Animal and Plant Health Inspection Service, USDA.

ACTION:

Notice.

SUMMARY:

We are advising the public of our decision to authorize the importation of fresh pomegranates from Peru into the continental United States. Based on the findings of a pest risk analysis, which we made available for the public to review and comment through a previous notice, we have concluded that the application of designated phytosanitary measures will be sufficient to mitigate the risks of introducing or disseminating plant pests via the importation of fresh pomegranates from Peru.

DATES:

Effective August 10, 2016.

Start Further Info

FOR FURTHER INFORMATION CONTACT:

Mr. David B. Lamb, Senior Regulatory Policy Specialist, PPQ, APHIS, USDA, 4700 River Road Unit 133, Riverdale, MD 20737-1236; (301) 851-2103; email: David.B.Lamb@aphis.usda.gov.

End Further Info End Preamble Start Supplemental Information

SUPPLEMENTARY INFORMATION:

Under the regulations in “Subpart-Fruits and Vegetables” (7 CFR 319.56-1 through 319.56-75, referred to below as the regulations), the Animal and Plant Health Inspection Service (APHIS) prohibits or restricts the importation of fruits and vegetables into the United States from certain parts of the world to prevent plant pests from being introduced into or disseminated within the United States.

================

# Written problem
Reproduce the entire pomegranate import notice word for word. The data that comes next has no connection to the pomegranate import notice.

================

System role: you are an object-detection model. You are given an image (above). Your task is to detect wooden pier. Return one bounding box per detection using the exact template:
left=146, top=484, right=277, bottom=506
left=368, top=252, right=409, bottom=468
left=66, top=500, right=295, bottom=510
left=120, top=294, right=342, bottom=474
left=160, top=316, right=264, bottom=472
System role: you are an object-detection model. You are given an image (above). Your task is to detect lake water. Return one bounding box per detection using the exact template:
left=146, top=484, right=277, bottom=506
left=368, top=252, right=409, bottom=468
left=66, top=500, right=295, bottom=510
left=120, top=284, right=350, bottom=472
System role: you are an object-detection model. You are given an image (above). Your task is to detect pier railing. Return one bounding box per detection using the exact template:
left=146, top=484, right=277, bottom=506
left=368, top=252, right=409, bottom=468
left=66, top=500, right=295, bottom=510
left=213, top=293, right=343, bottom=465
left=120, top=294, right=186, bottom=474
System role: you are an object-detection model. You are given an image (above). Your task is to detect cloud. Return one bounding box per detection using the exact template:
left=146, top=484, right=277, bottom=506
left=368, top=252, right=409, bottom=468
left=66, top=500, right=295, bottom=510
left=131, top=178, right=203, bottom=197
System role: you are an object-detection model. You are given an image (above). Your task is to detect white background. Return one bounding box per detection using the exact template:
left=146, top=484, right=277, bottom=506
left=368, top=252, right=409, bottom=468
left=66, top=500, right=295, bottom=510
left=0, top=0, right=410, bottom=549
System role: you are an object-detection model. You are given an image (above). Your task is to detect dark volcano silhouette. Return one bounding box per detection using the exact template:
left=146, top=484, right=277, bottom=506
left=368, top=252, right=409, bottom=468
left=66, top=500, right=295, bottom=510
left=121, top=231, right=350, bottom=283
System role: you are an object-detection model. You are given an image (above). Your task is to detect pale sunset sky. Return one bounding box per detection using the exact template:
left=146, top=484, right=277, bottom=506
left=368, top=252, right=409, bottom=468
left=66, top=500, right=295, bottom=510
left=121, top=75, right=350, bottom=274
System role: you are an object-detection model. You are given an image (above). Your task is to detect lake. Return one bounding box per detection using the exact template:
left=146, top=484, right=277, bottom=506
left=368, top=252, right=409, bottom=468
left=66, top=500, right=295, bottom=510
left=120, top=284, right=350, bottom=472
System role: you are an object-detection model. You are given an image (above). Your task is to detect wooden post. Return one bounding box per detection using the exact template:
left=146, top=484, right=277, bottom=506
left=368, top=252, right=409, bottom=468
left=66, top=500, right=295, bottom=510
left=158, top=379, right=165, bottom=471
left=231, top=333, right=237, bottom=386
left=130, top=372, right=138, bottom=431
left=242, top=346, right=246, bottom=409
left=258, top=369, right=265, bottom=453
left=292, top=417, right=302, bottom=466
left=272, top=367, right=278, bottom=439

================

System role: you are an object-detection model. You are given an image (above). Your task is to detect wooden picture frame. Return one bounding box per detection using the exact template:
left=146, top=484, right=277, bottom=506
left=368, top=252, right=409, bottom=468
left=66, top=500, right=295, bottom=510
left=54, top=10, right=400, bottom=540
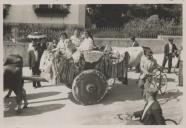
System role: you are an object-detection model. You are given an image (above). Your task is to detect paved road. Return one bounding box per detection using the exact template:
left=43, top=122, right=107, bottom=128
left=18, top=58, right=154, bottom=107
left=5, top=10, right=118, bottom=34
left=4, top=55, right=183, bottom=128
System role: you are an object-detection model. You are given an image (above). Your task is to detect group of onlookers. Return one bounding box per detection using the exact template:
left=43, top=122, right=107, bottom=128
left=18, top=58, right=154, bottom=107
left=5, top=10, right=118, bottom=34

================

# Answer to this task
Animal and Plant Health Inspection Service, USDA.

ACTION:

Notice.

SUMMARY:

We are advising the public of our decision to authorize the importation of fresh pomegranates from Peru into the continental United States. Based on the findings of a pest risk analysis, which we made available for the public to review and comment through a previous notice, we have concluded that the application of designated phytosanitary measures will be sufficient to mitigate the risks of introducing or disseminating plant pests via the importation of fresh pomegranates from Peru.

DATES:

Effective August 10, 2016.

Start Further Info

FOR FURTHER INFORMATION CONTACT:

Mr. David B. Lamb, Senior Regulatory Policy Specialist, PPQ, APHIS, USDA, 4700 River Road Unit 133, Riverdale, MD 20737-1236; (301) 851-2103; email: David.B.Lamb@aphis.usda.gov.

End Further Info End Preamble Start Supplemental Information

SUPPLEMENTARY INFORMATION:

Under the regulations in “Subpart-Fruits and Vegetables” (7 CFR 319.56-1 through 319.56-75, referred to below as the regulations), the Animal and Plant Health Inspection Service (APHIS) prohibits or restricts the importation of fruits and vegetables into the United States from certain parts of the world to prevent plant pests from being introduced into or disseminated within the United States.